Natural language region descriptions:
########################################
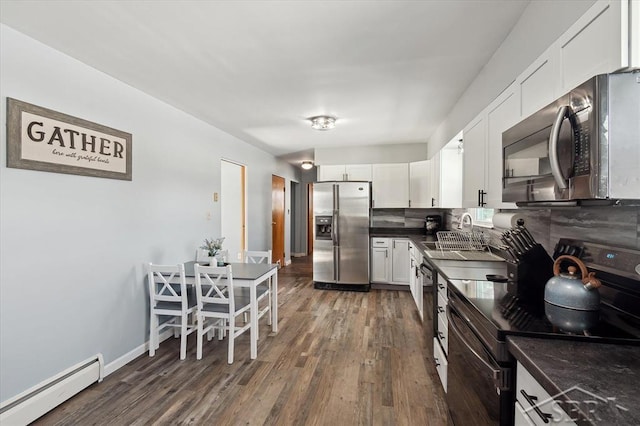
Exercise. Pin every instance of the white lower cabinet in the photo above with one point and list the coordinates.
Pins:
(390, 260)
(440, 361)
(441, 328)
(380, 260)
(400, 261)
(534, 405)
(415, 279)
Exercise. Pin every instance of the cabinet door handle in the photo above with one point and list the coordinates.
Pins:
(531, 399)
(481, 194)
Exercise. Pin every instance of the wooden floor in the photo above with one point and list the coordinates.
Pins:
(339, 358)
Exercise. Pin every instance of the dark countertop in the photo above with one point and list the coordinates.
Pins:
(399, 232)
(604, 377)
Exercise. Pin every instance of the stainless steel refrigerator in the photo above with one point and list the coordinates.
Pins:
(341, 234)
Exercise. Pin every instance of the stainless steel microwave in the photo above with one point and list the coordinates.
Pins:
(583, 147)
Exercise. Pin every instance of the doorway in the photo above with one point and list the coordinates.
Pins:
(233, 210)
(277, 219)
(309, 218)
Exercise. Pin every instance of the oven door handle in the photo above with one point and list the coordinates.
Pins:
(499, 376)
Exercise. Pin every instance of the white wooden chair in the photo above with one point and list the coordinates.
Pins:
(203, 254)
(254, 256)
(218, 305)
(169, 298)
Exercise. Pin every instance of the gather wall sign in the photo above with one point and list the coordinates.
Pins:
(42, 139)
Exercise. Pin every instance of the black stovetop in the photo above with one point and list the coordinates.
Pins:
(505, 314)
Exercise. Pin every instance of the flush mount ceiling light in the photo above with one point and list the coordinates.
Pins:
(323, 122)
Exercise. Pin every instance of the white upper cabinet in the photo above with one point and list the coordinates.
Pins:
(482, 183)
(474, 162)
(420, 180)
(342, 172)
(503, 113)
(450, 176)
(390, 185)
(605, 39)
(358, 172)
(330, 172)
(434, 181)
(599, 42)
(538, 84)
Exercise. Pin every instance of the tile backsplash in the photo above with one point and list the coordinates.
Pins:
(614, 225)
(618, 226)
(407, 218)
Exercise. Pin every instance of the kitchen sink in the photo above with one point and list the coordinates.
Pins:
(463, 255)
(433, 252)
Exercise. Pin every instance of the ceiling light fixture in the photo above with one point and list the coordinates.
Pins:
(323, 122)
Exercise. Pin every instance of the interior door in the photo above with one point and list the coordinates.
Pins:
(277, 216)
(233, 212)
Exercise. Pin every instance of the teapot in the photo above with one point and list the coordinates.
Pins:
(572, 302)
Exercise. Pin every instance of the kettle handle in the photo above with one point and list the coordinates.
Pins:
(588, 278)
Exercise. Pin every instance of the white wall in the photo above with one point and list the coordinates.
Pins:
(371, 154)
(72, 248)
(539, 26)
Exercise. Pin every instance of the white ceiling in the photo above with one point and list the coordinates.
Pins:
(389, 71)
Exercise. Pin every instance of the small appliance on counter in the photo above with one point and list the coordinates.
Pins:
(432, 224)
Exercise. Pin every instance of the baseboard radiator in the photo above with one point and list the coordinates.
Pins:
(37, 401)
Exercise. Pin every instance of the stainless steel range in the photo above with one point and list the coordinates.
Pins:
(482, 314)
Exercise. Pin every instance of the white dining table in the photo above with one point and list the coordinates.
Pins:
(248, 275)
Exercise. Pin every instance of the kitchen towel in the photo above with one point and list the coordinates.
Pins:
(507, 220)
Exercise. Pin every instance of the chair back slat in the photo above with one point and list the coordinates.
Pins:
(214, 284)
(167, 283)
(254, 256)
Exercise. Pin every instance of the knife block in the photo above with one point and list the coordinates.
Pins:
(528, 277)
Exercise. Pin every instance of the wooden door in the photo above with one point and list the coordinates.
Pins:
(277, 216)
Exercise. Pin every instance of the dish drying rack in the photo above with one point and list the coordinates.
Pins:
(460, 241)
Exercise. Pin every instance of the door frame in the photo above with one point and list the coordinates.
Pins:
(281, 260)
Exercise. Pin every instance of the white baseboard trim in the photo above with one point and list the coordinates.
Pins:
(133, 354)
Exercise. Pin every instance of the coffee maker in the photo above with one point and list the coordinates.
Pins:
(432, 224)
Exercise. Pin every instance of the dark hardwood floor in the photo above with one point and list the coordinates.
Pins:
(339, 358)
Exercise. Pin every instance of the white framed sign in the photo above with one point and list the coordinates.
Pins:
(42, 139)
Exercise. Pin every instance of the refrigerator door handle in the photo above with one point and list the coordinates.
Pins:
(336, 213)
(336, 263)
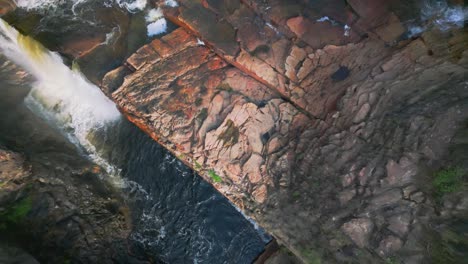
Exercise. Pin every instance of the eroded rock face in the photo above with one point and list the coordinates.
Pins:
(319, 137)
(6, 6)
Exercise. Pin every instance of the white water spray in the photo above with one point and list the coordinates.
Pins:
(130, 5)
(60, 94)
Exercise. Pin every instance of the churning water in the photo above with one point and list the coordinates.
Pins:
(177, 217)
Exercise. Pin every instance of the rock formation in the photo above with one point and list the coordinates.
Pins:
(319, 120)
(322, 120)
(53, 205)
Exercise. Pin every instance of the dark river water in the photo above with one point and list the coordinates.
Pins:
(177, 217)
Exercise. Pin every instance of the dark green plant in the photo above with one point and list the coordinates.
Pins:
(230, 136)
(310, 256)
(15, 214)
(447, 180)
(215, 177)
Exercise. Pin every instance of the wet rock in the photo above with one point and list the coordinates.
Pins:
(399, 224)
(262, 111)
(389, 246)
(362, 113)
(341, 74)
(359, 230)
(6, 6)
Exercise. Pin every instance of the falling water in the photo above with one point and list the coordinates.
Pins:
(59, 94)
(177, 217)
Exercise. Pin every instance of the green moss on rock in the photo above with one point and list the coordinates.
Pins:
(215, 177)
(230, 136)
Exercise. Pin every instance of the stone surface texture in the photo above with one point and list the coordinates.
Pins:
(316, 128)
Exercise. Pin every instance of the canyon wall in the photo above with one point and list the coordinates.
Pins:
(319, 120)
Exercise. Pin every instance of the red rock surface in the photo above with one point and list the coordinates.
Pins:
(318, 137)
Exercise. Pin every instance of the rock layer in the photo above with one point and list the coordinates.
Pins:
(322, 138)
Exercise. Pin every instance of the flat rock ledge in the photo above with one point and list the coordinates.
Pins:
(321, 133)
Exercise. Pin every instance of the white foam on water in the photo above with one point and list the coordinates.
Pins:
(171, 3)
(157, 27)
(157, 22)
(130, 5)
(73, 103)
(439, 14)
(153, 15)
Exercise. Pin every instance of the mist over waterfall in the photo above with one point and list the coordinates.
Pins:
(76, 105)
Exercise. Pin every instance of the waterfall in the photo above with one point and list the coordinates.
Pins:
(130, 5)
(59, 94)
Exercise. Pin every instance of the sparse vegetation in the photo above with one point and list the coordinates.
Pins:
(197, 165)
(230, 136)
(203, 114)
(311, 257)
(447, 180)
(15, 214)
(296, 195)
(224, 87)
(215, 177)
(446, 247)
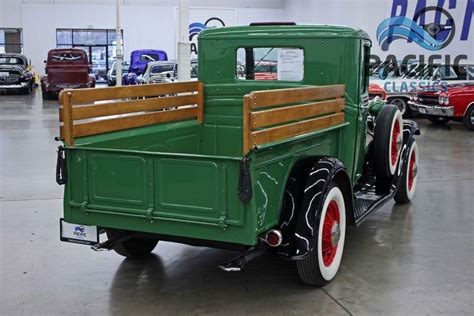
########################################
### Problem details
Write only the number of lines above in which the word "stainless" is found.

### Output
3